• **PASSAGE PROVIDED**
GENERALIZED MATRIX LOCAL LOW RANK REPRESEN-TATION BY RANDOM PROJECTION AND SUBMATRIX PROPAGATION

Abstract

Detecting distinct submatrices of low rank property is a highly desirable matrix representation learning technique for the ease of data interpretation, called the matrix local low rank representation (MLLRR). Based on different mathematical assumptions of the local pattern, the MLLRR problem could be categorized into two sub-problems, namely local constant variation (LCV) and local linear low rank (LLR). Existing solutions on MLLRR only focused on the LCV problem, which misses a substantial amount of true and interesting patterns. In this work, we develop a novel matrix computational framework called RPSP (Random Probing based submatrix Propagation) that provides an effective solution for both of the LCV and LLR problems. RPSP detects local low rank patterns that grow from small submatrices of low rank property, which are determined by a random projection approach. RPSP is supported by theories of random projection. Experiments on synthetic data demonstrate that RPSP outperforms all state-of-the-art methods, with the capacity to robustly and correctly identify the low rank matrices under both LCV and LLR settings. On real-world datasets, RPSP also demonstrates its effectiveness in identifying interpretable local low rank matrices.

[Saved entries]

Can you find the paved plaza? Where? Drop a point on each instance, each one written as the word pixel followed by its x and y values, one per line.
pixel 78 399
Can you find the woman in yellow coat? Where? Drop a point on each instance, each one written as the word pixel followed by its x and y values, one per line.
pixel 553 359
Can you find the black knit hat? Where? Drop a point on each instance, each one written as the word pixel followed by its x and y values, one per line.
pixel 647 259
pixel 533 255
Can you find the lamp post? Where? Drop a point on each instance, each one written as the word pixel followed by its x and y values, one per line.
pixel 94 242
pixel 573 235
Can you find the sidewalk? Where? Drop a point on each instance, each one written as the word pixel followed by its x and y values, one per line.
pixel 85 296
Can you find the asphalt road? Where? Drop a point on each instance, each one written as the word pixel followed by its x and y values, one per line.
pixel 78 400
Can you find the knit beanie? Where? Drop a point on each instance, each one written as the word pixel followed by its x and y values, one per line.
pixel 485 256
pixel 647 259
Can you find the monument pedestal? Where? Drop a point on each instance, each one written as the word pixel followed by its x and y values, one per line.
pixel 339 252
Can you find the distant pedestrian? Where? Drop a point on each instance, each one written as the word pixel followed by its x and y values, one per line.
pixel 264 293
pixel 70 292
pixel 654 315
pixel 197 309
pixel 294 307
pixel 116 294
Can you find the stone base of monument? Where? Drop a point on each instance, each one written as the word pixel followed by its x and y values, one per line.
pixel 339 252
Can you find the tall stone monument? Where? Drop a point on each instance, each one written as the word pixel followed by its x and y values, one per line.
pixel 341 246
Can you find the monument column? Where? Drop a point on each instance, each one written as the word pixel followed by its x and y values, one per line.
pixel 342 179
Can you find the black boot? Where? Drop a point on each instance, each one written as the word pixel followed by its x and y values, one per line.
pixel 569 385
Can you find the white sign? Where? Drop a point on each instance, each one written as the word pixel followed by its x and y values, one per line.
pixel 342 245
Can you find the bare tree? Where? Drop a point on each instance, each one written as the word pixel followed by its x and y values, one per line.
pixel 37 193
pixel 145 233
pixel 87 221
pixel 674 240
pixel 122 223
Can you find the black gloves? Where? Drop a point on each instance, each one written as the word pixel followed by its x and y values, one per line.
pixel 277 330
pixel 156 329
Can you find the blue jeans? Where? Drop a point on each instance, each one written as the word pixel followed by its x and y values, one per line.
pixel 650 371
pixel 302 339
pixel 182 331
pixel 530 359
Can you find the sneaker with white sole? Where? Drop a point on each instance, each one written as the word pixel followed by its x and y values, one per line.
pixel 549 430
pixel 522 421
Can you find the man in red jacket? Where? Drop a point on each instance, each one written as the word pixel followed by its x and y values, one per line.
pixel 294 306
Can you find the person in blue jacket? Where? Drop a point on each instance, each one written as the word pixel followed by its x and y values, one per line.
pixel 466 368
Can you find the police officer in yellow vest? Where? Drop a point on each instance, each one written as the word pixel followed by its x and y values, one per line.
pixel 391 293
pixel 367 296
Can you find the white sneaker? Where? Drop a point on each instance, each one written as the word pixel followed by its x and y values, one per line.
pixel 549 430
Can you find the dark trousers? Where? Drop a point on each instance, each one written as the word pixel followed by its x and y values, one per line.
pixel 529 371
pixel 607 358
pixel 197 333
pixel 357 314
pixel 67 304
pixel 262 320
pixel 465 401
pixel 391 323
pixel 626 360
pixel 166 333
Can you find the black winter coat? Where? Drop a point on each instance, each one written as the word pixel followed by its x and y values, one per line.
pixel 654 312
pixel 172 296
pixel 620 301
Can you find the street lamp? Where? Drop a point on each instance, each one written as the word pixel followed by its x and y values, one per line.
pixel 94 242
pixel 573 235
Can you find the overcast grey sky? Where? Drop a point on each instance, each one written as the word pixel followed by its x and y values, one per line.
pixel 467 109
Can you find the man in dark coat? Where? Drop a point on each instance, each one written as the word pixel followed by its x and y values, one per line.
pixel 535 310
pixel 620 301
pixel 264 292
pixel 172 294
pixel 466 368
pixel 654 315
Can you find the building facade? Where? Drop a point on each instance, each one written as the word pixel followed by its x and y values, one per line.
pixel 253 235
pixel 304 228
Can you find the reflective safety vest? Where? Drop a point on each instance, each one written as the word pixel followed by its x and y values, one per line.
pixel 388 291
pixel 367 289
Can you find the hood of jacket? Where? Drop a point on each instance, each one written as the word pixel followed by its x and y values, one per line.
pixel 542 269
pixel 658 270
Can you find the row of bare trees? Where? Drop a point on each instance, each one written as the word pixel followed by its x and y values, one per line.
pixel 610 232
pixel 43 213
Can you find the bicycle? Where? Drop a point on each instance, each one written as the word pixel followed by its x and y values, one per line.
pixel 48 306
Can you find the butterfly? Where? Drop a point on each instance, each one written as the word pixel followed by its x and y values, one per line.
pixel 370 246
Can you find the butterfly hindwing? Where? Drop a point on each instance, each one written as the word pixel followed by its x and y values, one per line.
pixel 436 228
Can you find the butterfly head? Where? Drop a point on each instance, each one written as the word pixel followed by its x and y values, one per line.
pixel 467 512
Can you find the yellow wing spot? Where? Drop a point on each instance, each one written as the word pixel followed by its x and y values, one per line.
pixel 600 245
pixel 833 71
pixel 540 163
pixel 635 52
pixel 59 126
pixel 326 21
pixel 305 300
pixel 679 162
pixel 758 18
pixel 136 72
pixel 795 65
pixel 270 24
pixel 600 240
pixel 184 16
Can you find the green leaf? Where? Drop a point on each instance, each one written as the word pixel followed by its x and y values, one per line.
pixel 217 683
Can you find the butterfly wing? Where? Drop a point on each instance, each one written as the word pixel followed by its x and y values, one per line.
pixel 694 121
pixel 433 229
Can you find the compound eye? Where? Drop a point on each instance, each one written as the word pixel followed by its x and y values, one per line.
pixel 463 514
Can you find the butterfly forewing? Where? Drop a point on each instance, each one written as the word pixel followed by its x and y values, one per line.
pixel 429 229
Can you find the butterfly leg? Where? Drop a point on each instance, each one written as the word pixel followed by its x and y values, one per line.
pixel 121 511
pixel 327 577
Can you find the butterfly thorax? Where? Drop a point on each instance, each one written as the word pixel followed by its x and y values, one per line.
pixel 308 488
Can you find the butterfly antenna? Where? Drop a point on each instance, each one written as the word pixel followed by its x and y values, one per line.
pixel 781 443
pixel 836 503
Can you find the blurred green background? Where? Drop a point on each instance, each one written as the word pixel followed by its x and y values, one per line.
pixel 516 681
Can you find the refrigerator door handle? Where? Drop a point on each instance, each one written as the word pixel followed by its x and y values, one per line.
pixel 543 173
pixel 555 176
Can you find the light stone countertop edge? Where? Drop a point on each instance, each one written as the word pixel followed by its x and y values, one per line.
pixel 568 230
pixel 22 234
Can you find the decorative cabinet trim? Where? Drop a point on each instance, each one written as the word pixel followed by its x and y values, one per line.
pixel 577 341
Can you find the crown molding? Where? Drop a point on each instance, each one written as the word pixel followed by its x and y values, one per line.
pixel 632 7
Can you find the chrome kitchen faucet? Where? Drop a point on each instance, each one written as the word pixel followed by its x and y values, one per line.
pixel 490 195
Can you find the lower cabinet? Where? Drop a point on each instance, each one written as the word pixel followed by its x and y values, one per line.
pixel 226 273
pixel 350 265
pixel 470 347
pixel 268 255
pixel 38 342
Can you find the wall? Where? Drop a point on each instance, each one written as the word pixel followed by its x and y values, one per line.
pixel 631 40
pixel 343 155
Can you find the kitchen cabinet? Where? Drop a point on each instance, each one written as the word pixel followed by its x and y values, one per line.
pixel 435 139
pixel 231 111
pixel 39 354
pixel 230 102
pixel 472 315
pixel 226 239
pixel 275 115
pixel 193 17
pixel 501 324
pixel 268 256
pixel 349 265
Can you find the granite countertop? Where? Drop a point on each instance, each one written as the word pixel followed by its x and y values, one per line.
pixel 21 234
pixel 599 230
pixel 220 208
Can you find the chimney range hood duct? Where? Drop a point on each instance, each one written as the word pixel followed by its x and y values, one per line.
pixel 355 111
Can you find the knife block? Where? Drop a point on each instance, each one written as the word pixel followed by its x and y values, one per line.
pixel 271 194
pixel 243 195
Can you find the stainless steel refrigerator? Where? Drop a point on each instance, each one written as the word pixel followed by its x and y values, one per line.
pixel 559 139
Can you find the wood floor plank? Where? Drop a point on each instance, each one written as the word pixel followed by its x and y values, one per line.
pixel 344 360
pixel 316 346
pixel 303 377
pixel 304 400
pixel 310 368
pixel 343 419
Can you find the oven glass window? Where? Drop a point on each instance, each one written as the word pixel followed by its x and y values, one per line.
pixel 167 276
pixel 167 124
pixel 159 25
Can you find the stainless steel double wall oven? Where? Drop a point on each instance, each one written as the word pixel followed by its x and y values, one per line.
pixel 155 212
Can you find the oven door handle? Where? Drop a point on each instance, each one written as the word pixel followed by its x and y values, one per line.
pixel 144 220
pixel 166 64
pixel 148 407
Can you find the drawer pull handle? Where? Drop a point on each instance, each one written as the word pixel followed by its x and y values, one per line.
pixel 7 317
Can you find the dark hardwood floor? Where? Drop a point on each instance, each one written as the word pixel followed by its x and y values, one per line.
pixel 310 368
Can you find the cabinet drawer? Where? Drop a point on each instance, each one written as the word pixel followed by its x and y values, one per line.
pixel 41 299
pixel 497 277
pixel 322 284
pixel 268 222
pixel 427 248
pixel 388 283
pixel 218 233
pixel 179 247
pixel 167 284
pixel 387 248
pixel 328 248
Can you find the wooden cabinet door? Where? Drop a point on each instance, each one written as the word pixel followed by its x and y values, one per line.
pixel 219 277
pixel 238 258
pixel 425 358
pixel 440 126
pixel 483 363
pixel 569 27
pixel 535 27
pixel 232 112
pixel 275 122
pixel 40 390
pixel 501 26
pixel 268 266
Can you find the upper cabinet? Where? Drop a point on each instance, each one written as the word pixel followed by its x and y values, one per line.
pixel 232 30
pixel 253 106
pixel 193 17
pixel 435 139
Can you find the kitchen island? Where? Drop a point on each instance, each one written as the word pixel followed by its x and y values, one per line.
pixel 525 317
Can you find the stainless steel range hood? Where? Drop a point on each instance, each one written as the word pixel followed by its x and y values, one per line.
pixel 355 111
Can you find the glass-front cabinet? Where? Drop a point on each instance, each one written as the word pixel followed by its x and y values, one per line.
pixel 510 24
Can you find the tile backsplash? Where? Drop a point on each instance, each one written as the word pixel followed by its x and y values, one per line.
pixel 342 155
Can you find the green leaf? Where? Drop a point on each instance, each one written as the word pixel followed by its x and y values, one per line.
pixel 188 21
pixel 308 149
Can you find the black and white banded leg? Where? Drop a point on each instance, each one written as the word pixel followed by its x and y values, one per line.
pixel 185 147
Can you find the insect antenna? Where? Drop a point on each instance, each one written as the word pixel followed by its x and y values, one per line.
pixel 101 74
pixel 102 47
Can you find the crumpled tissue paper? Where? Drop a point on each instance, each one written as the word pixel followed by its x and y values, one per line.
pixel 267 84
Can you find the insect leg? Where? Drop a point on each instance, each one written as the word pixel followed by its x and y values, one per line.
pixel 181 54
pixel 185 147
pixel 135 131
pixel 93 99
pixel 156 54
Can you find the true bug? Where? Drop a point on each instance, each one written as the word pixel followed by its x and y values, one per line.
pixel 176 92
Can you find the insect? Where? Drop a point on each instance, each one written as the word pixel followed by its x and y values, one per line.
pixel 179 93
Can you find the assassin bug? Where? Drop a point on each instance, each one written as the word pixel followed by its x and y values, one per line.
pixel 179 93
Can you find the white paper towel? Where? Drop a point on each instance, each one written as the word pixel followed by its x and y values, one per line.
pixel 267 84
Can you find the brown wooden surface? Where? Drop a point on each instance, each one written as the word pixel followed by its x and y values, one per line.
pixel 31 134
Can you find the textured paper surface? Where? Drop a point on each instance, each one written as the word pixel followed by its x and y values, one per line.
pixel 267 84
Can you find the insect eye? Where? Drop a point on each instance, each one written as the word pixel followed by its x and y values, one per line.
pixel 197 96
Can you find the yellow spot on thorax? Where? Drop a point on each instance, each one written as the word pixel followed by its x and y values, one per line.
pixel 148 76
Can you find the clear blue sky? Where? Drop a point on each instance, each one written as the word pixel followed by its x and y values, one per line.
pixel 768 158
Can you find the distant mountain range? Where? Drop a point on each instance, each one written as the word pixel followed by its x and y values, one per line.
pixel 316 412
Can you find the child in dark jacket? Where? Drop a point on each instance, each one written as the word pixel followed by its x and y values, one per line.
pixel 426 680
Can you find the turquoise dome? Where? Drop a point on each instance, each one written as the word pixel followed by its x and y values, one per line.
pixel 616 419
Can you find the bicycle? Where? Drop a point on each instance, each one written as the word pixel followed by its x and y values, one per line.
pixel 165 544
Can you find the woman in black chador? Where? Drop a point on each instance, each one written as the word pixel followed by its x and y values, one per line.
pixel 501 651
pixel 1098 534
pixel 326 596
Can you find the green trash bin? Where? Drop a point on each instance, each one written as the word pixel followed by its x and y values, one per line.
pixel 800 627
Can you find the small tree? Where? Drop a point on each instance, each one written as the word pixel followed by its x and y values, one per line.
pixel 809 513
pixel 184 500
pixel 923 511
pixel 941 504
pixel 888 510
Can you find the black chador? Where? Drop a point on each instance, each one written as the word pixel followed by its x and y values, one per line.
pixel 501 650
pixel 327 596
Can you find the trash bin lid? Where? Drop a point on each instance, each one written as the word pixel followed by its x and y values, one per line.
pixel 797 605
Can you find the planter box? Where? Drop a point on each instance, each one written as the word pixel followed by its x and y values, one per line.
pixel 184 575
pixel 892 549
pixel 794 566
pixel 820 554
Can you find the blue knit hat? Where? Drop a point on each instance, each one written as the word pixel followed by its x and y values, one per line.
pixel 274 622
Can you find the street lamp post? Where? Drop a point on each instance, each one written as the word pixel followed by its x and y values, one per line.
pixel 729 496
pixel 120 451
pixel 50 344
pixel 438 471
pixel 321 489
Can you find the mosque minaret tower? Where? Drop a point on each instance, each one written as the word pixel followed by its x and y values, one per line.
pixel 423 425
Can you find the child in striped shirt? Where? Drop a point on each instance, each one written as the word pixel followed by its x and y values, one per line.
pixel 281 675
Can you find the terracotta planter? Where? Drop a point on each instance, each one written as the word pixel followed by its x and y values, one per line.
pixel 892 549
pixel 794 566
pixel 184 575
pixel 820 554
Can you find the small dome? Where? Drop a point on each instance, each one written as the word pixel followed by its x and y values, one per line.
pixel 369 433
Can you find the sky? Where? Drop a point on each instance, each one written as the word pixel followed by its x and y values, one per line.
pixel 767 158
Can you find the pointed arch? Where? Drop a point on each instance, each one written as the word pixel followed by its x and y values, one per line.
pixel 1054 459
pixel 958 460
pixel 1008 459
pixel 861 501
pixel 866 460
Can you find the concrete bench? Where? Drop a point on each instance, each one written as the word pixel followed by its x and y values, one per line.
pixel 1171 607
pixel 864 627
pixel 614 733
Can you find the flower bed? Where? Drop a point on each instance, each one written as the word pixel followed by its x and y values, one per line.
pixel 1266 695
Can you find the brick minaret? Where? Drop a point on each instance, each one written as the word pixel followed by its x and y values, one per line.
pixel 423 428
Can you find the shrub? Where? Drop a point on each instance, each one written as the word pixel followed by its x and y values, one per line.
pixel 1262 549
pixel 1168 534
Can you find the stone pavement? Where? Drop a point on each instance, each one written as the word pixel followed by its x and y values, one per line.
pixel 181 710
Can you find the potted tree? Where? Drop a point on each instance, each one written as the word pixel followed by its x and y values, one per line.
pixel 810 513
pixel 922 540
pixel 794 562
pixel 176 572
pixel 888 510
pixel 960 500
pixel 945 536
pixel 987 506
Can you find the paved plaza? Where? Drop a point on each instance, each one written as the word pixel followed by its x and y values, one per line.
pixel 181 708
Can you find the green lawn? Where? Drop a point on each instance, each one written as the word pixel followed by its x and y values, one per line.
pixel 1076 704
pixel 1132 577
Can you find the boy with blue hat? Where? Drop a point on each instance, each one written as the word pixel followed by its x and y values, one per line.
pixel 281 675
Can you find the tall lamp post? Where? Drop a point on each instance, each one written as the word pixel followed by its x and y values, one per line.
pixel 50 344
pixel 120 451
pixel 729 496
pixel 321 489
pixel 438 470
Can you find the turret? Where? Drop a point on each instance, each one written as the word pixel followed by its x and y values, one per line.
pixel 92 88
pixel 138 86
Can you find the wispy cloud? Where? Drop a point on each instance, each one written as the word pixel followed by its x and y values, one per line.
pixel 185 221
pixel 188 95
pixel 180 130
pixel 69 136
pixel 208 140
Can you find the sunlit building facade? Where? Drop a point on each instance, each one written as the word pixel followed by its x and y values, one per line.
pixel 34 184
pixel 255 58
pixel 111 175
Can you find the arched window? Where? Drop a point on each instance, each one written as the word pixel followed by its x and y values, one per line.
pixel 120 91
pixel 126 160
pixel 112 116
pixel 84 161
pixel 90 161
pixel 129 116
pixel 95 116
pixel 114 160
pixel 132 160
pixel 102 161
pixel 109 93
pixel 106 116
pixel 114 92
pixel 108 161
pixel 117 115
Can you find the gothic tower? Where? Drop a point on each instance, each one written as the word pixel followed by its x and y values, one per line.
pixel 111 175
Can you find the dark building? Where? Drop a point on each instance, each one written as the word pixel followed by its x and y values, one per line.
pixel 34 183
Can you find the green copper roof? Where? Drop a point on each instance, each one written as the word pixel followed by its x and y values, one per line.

• **ACTION ITEM**
Please answer these questions about the matrix representation abstract:
1. Which two sub-problems can the MLLRR problem be categorized into?
2. What does the name RPSP stand for?
3. Which approach determines the small submatrices of low rank property that RPSP grows its patterns from?

• **EXERCISE ANSWER**
1. Local constant variation (LCV) and local linear low rank (LLR).
2. Random Probing based submatrix Propagation.
3. A random projection approach.